Written task.
Format as a JSON list of strings, one string per line with blank lines left out, only the part of the rows below that starts with the line containing "Dear assistant, the user would like the red blazer" and ends with the line containing "[919,346,1256,747]", including both of those lines.

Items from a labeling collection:

* START *

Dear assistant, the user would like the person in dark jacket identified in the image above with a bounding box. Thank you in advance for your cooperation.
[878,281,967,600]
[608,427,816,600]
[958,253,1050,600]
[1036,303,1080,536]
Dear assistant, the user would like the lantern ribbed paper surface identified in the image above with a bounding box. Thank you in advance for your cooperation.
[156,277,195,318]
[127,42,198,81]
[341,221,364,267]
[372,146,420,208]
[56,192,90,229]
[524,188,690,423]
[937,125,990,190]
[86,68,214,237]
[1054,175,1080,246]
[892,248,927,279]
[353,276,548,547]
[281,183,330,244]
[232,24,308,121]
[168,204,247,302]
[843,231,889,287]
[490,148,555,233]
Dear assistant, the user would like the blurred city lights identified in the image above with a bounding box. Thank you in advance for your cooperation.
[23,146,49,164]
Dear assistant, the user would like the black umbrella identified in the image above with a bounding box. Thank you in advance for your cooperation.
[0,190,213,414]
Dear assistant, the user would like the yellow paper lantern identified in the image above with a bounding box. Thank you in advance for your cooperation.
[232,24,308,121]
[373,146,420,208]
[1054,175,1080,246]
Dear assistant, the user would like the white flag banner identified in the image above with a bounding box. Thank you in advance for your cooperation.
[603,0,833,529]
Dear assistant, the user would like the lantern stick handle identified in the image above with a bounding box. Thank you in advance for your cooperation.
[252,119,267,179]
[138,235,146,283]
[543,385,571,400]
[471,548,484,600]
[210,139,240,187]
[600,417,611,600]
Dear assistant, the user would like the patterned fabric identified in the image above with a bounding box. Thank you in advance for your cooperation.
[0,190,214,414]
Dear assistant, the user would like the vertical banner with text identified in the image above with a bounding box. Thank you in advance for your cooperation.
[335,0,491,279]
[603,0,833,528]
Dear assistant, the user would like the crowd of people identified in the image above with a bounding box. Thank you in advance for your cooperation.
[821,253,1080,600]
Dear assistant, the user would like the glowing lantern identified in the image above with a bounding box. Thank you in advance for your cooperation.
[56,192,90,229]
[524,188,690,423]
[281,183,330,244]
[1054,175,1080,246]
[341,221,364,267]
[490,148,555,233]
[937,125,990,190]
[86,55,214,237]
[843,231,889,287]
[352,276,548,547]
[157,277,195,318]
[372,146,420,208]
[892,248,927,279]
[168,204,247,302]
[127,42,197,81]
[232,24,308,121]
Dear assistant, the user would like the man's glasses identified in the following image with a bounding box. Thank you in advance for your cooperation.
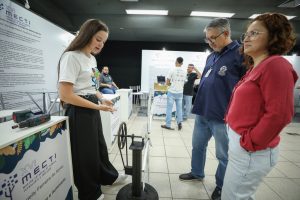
[204,31,224,43]
[240,31,264,43]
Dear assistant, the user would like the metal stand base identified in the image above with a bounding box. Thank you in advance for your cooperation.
[116,183,159,200]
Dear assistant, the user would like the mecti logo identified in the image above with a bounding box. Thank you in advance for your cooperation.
[0,174,19,200]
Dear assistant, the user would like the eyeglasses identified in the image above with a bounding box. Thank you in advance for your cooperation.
[240,31,264,43]
[204,31,224,43]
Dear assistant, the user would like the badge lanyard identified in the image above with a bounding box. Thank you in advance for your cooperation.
[201,44,238,83]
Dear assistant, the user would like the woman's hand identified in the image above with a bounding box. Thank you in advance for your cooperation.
[99,104,116,112]
[102,99,114,106]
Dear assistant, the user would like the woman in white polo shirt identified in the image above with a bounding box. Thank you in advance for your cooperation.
[58,19,120,200]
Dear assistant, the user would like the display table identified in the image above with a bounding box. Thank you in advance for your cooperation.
[116,89,132,122]
[151,90,176,116]
[0,116,73,200]
[100,94,121,149]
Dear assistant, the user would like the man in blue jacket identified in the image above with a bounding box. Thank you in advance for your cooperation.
[179,18,245,200]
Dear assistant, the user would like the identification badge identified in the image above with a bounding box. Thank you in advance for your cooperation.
[204,68,212,77]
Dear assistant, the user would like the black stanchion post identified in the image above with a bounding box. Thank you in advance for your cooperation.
[129,141,144,197]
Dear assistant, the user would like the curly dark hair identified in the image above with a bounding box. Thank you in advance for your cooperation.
[240,13,296,67]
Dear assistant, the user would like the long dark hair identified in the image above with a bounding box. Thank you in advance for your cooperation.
[240,13,296,68]
[57,19,109,79]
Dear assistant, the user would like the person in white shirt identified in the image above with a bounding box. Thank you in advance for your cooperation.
[161,57,186,130]
[58,19,125,200]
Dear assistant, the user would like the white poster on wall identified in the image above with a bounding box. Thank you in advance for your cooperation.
[141,50,209,92]
[0,0,74,109]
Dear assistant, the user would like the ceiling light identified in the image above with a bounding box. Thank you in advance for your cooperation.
[191,11,235,18]
[126,10,168,15]
[278,0,300,8]
[249,14,297,20]
[25,0,30,9]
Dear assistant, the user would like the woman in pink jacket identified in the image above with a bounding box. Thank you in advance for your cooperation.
[221,13,298,200]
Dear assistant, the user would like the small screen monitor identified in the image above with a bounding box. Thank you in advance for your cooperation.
[157,76,166,84]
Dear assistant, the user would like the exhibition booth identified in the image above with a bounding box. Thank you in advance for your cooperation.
[0,0,300,200]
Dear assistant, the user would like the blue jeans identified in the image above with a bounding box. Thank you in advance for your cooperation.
[100,87,116,94]
[192,115,228,188]
[222,127,279,200]
[166,92,183,127]
[182,95,193,119]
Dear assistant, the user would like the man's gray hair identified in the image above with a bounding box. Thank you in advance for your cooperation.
[204,18,231,35]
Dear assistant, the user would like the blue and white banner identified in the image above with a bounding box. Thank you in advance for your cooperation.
[0,122,73,200]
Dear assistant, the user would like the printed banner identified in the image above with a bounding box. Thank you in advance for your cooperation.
[0,122,73,200]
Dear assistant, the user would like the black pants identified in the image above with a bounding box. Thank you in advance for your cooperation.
[65,95,118,200]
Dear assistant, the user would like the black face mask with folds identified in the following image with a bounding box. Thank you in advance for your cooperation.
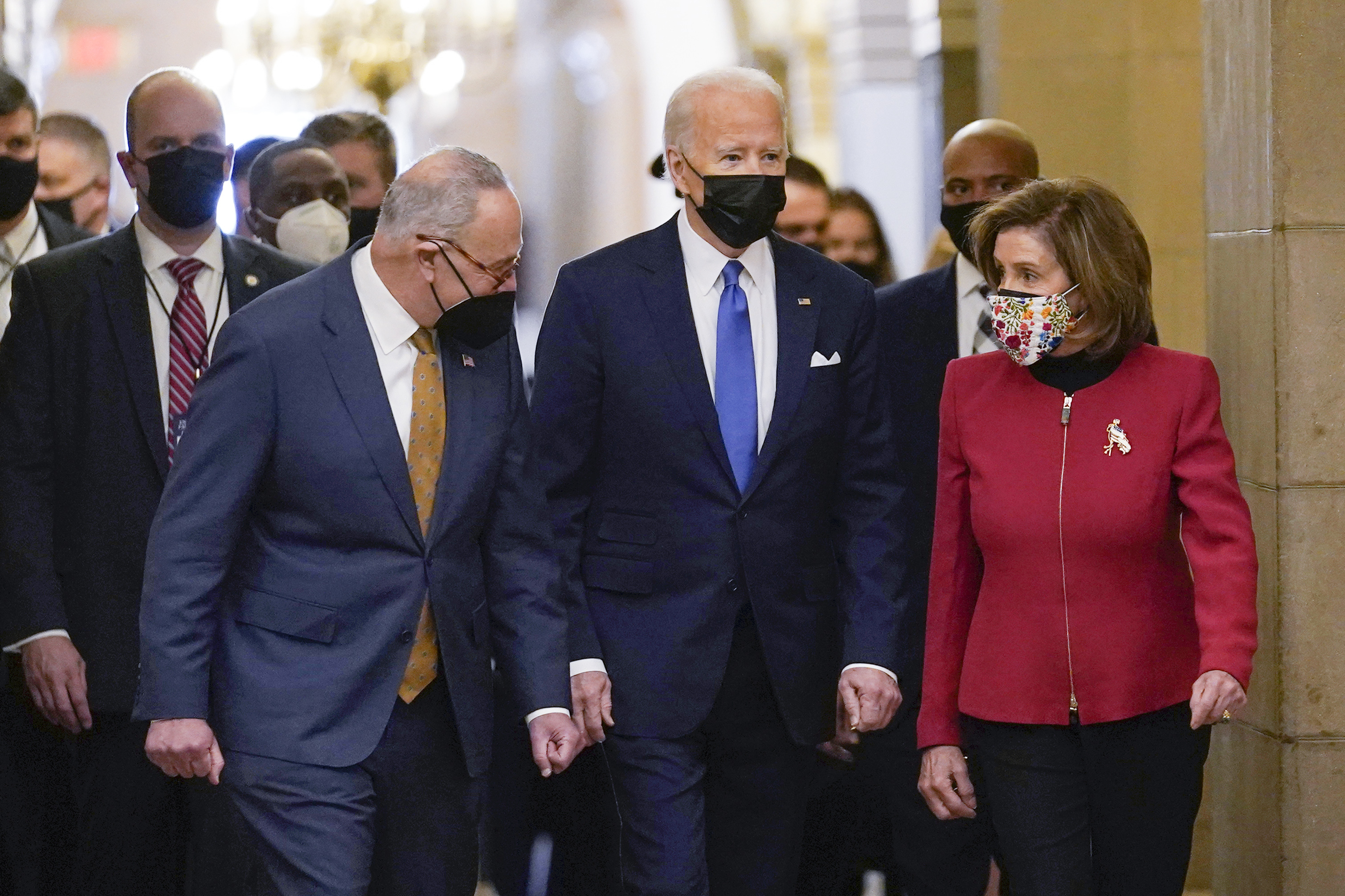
[350,206,382,246]
[141,147,225,230]
[939,199,990,264]
[429,246,515,348]
[0,156,38,220]
[38,180,97,228]
[686,163,784,249]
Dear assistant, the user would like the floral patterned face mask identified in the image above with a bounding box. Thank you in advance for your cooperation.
[986,284,1083,367]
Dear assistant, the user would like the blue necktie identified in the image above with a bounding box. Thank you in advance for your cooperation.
[714,261,757,494]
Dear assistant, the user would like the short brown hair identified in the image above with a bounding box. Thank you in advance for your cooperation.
[971,178,1154,357]
[298,112,397,187]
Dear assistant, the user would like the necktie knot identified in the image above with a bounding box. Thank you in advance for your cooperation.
[164,258,206,289]
[724,261,742,289]
[412,327,434,355]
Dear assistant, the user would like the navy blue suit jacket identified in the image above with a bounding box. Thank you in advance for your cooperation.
[533,218,911,744]
[877,258,958,713]
[0,222,312,714]
[136,246,569,775]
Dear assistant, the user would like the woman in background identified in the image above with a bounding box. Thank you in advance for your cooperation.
[822,187,897,289]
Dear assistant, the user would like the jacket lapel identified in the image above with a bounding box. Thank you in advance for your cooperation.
[222,234,276,314]
[99,228,168,477]
[317,253,424,545]
[742,234,822,499]
[640,216,733,486]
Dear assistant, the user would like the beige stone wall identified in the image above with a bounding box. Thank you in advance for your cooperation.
[979,0,1205,354]
[1205,0,1345,896]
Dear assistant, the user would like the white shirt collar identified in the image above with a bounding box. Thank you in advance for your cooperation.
[350,245,420,355]
[677,210,775,296]
[957,252,986,299]
[4,202,41,254]
[135,215,225,273]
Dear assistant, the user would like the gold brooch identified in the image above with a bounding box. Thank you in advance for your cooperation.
[1103,420,1130,457]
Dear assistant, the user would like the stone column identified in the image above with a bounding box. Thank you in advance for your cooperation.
[1204,0,1345,896]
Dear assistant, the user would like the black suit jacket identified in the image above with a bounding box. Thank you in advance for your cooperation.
[0,228,308,713]
[877,258,958,713]
[533,212,912,744]
[38,206,94,252]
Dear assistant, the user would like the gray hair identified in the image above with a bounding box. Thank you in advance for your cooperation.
[378,147,512,240]
[663,66,789,149]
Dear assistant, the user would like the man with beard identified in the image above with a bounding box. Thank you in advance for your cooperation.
[0,69,308,896]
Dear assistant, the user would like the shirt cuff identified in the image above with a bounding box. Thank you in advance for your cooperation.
[570,659,607,678]
[4,628,70,654]
[841,663,900,684]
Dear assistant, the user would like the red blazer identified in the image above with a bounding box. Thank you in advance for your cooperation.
[919,346,1256,747]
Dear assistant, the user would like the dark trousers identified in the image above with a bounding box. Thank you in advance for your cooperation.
[222,673,482,896]
[799,708,994,896]
[73,713,246,896]
[0,678,75,896]
[965,704,1209,896]
[486,676,621,896]
[604,608,812,896]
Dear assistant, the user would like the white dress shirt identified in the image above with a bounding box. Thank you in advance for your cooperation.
[350,246,570,722]
[570,211,893,681]
[0,202,47,336]
[4,212,229,654]
[958,252,999,358]
[132,215,229,428]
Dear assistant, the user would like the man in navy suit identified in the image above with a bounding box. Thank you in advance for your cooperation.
[533,69,911,896]
[858,118,1037,896]
[136,147,578,896]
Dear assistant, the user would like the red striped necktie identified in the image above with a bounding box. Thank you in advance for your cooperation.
[164,258,207,464]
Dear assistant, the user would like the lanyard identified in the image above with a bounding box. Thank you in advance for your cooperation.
[145,268,225,382]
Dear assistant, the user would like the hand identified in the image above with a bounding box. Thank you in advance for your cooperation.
[20,635,93,734]
[145,718,225,784]
[917,747,977,821]
[527,713,584,778]
[1190,668,1247,730]
[570,671,616,749]
[818,689,859,763]
[837,666,901,730]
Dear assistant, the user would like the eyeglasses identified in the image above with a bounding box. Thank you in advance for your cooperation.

* END *

Result of this exercise.
[
  "Dear assistant, the user would like the red blazer identified in the image above with a bounding box. Thank you in advance for your cooperation.",
  "[919,346,1256,747]"
]